[Coordinate annotation records]
-*-

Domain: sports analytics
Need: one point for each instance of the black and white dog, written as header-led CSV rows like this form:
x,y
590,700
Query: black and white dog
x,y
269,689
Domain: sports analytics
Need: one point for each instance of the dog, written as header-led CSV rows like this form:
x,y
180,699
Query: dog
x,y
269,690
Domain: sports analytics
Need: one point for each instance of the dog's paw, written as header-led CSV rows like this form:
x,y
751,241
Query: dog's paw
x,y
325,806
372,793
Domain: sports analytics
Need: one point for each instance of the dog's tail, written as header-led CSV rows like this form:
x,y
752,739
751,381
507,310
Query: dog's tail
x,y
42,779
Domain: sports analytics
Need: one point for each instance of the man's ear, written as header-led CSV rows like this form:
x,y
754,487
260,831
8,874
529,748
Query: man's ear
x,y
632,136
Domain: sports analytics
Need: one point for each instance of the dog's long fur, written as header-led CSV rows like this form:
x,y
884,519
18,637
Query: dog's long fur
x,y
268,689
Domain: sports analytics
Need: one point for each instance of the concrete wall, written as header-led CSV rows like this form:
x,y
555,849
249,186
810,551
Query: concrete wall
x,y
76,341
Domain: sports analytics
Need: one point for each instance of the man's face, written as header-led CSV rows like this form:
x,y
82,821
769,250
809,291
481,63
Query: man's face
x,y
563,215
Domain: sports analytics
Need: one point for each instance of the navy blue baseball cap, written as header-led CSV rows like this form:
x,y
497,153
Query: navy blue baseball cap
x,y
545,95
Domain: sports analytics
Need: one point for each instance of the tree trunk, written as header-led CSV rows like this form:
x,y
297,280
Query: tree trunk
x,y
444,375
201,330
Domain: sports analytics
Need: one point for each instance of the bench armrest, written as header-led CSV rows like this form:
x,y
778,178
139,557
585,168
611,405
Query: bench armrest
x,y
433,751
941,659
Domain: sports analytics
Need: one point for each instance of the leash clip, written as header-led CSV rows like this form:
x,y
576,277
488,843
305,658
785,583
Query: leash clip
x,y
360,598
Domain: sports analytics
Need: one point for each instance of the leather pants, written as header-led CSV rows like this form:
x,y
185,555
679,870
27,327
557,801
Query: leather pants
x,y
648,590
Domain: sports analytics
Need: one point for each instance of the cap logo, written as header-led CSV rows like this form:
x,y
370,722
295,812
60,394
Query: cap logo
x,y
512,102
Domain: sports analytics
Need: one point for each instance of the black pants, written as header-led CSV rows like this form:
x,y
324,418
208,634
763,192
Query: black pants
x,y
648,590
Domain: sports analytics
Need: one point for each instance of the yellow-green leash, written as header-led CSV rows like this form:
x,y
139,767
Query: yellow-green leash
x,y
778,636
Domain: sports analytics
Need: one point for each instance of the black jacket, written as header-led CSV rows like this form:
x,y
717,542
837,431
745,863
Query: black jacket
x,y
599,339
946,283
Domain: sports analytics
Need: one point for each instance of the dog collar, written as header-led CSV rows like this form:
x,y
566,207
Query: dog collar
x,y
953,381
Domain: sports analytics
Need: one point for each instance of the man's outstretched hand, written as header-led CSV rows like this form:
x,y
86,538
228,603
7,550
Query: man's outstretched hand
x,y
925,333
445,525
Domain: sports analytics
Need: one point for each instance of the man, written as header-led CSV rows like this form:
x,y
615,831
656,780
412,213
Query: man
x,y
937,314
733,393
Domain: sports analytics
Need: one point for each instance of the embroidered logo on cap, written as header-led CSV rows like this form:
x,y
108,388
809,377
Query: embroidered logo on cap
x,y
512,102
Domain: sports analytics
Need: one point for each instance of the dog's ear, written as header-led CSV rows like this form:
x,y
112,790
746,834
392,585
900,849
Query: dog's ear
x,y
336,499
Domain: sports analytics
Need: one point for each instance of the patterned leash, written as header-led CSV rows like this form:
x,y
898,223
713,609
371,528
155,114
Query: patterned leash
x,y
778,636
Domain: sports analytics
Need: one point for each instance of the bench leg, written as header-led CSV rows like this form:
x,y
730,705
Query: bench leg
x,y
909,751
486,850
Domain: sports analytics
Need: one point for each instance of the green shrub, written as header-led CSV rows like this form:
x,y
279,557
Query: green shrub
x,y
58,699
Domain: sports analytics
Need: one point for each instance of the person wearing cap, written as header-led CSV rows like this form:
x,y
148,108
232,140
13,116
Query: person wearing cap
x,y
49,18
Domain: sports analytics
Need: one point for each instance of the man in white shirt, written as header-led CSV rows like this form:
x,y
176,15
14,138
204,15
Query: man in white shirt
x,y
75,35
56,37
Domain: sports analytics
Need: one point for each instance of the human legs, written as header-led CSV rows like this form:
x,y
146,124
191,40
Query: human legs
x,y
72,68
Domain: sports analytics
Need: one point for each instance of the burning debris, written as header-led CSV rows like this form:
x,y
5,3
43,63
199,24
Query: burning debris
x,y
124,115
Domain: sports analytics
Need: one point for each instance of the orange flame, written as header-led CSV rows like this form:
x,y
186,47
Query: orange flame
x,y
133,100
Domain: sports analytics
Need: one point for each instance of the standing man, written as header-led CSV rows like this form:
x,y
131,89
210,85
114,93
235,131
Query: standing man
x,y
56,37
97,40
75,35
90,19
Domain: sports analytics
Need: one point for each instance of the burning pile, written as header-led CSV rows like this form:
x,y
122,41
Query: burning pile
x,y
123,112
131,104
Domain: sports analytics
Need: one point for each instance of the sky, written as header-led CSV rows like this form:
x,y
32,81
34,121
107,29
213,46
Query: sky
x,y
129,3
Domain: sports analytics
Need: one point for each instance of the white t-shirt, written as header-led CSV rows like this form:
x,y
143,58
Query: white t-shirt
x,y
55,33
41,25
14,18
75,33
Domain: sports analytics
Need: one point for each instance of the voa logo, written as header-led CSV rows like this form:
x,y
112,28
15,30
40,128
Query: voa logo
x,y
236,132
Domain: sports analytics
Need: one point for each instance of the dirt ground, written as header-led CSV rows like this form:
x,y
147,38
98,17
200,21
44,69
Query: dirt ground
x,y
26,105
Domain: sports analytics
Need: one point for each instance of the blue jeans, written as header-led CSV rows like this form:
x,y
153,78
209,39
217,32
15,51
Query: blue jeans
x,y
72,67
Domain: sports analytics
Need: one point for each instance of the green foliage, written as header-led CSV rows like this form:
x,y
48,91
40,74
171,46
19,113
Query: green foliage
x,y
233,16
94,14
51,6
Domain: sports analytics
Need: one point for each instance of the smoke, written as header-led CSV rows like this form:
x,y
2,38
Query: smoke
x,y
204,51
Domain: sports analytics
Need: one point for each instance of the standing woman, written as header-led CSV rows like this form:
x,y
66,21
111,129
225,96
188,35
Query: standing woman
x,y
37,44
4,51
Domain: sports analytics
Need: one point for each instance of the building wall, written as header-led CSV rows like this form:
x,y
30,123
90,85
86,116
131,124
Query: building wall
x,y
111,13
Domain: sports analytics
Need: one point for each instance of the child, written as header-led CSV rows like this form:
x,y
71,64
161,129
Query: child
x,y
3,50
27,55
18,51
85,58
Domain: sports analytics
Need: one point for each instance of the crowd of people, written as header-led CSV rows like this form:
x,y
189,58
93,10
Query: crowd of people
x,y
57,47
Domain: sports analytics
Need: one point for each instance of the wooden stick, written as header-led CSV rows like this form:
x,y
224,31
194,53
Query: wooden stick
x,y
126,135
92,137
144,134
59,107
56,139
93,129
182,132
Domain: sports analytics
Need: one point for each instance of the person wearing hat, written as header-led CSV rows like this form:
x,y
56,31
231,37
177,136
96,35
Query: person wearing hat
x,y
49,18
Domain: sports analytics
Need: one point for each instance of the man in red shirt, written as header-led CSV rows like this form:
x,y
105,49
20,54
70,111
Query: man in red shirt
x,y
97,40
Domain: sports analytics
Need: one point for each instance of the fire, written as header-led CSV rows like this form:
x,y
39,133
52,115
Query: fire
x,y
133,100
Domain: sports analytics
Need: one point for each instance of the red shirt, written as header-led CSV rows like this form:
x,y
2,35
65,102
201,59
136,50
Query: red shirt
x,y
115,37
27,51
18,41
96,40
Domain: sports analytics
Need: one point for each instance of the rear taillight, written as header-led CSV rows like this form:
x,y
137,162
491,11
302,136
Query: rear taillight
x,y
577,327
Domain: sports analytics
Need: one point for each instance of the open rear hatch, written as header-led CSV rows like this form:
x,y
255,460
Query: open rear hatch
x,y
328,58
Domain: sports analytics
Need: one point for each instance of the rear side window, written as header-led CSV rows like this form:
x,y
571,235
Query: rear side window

-*-

## Given task
Extract every line of the material above that contains the string "hand", treating case as significant.

## Completed task
Need: one point for each instance of the man's outstretched hand, written as header-led CSV rows like this form:
Query: man's outstretched hand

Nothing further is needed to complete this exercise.